Convert the rows below into a Markdown table with two columns, Number and Line, giving each line its own row number and skipping blank lines. Leave the pictures out of your answer.
* Start GIVEN DATA *
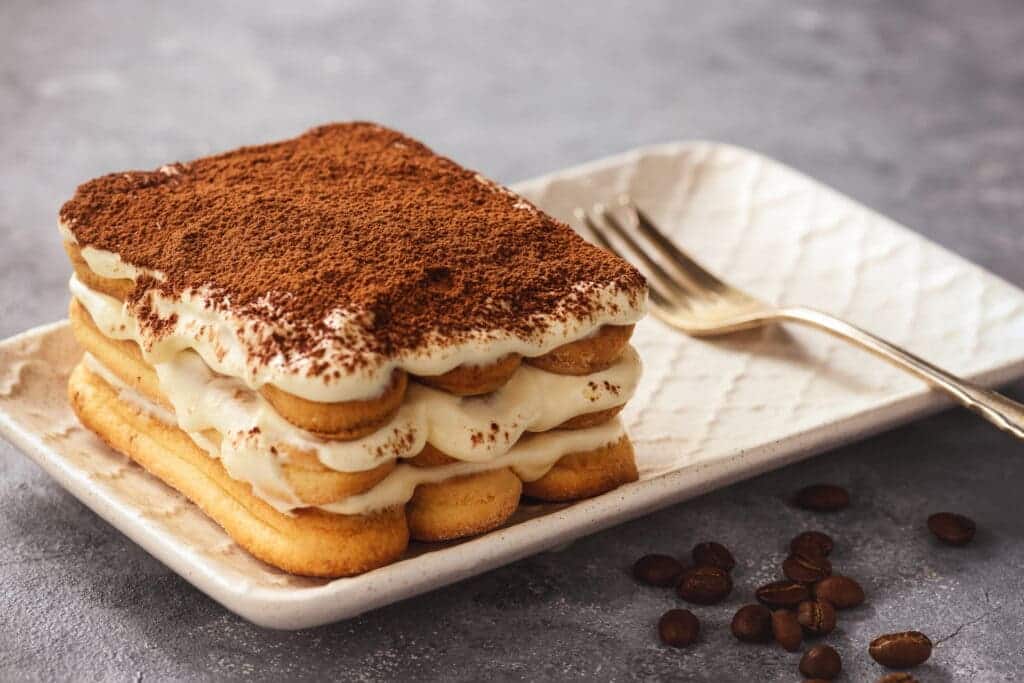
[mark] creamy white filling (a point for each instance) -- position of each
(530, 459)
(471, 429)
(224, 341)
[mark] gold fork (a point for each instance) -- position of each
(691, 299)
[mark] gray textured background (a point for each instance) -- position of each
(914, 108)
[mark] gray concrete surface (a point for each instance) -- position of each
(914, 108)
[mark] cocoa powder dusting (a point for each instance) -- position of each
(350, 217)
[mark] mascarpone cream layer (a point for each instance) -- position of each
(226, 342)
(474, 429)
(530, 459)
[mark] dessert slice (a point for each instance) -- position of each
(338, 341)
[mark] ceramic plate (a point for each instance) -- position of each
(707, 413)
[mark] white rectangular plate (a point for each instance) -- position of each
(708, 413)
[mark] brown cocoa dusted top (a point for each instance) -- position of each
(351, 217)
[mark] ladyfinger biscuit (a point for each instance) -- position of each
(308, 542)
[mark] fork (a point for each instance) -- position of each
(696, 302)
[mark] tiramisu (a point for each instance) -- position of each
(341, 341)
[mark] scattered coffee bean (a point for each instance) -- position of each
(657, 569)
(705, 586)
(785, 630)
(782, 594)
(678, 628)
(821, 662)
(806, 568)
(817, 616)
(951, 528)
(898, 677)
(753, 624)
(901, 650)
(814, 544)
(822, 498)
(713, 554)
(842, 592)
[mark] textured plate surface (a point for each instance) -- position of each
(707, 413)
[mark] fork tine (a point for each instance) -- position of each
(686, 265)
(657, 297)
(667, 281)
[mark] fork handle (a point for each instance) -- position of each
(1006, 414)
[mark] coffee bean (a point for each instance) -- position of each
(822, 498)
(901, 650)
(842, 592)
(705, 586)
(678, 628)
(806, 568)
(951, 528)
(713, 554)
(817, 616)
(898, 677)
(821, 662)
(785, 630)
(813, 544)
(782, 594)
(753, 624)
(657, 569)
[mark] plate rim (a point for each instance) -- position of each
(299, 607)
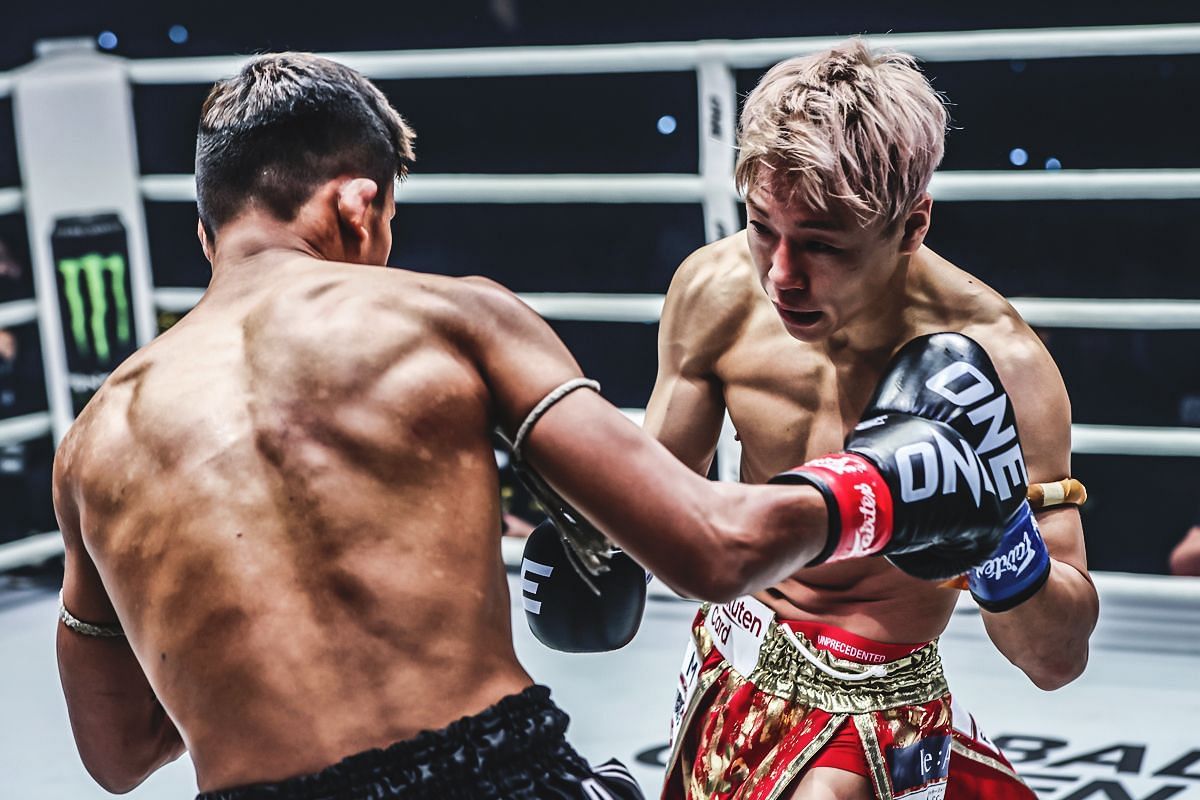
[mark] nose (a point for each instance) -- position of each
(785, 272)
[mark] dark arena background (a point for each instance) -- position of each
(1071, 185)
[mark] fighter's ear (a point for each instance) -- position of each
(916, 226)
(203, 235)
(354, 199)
* End GIVEN DATA *
--- FINISHED EXERCISE ---
| Number | Line |
|---|---|
| 1 | [mark] creamy white filling (a point for each instance) -- position of each |
| 2 | (530, 459) |
| 3 | (471, 429) |
| 4 | (224, 341) |
| 5 | [mark] gold fork (a point for each instance) -- position of each |
| 6 | (691, 299) |
| 7 | [mark] gray textured background (a point for each instance) -- position of each |
| 8 | (914, 108) |
| 9 | [mark] gray concrete surface (a point for each instance) -- position of each |
| 10 | (914, 108) |
| 11 | [mark] cocoa powder dusting (a point for each instance) -- position of each |
| 12 | (350, 217) |
| 13 | [mark] mascarpone cream layer (a point for each instance) -- position of each |
| 14 | (226, 342) |
| 15 | (474, 429) |
| 16 | (530, 459) |
| 17 | [mark] dessert slice (a point for each instance) -- position of each |
| 18 | (338, 341) |
| 19 | [mark] ceramic plate (a point for each instance) -- position of each |
| 20 | (707, 413) |
| 21 | [mark] white rectangular plate (a point for each instance) -- position of each |
| 22 | (708, 413) |
| 23 | [mark] brown cocoa dusted top (a point for each instance) -- position of each |
| 24 | (351, 217) |
| 25 | [mark] ladyfinger biscuit (a point for each instance) -- position of each |
| 26 | (308, 542) |
| 27 | [mark] fork (a point for each instance) -- position of each |
| 28 | (696, 302) |
| 29 | [mark] tiramisu (a point for each instance) -- position of each |
| 30 | (341, 341) |
| 31 | [mark] scattered coffee bean (a point for each instance) -- position of each |
| 32 | (657, 569) |
| 33 | (705, 586) |
| 34 | (785, 630) |
| 35 | (782, 594) |
| 36 | (678, 628) |
| 37 | (821, 662) |
| 38 | (806, 568) |
| 39 | (817, 616) |
| 40 | (951, 528) |
| 41 | (898, 677) |
| 42 | (753, 624) |
| 43 | (901, 650) |
| 44 | (814, 544) |
| 45 | (822, 498) |
| 46 | (713, 554) |
| 47 | (842, 592) |
| 48 | [mark] textured plate surface (a point for each instance) -- position of each |
| 49 | (707, 413) |
| 50 | [mark] fork tine (a point for each instance) -- position of each |
| 51 | (686, 265) |
| 52 | (657, 297) |
| 53 | (667, 281) |
| 54 | [mark] fork handle (a point for each instance) -- position of each |
| 55 | (1006, 414) |
| 56 | [mark] coffee bean (a point for each instance) -- position of each |
| 57 | (822, 498) |
| 58 | (901, 650) |
| 59 | (842, 592) |
| 60 | (705, 586) |
| 61 | (678, 628) |
| 62 | (806, 568) |
| 63 | (951, 528) |
| 64 | (713, 554) |
| 65 | (817, 616) |
| 66 | (898, 677) |
| 67 | (821, 662) |
| 68 | (785, 630) |
| 69 | (813, 544) |
| 70 | (782, 594) |
| 71 | (753, 624) |
| 72 | (657, 569) |
| 73 | [mark] plate rim (a point for each instance) -- position of each |
| 74 | (299, 607) |
| 75 | [mark] nose (a point for each instance) -- position of each |
| 76 | (785, 272) |
| 77 | [mark] dark arena background (a point for each instance) -- position of each |
| 78 | (1071, 185) |
| 79 | [mark] fighter's ear (a point for each instance) -- position of each |
| 80 | (916, 226) |
| 81 | (203, 235) |
| 82 | (354, 199) |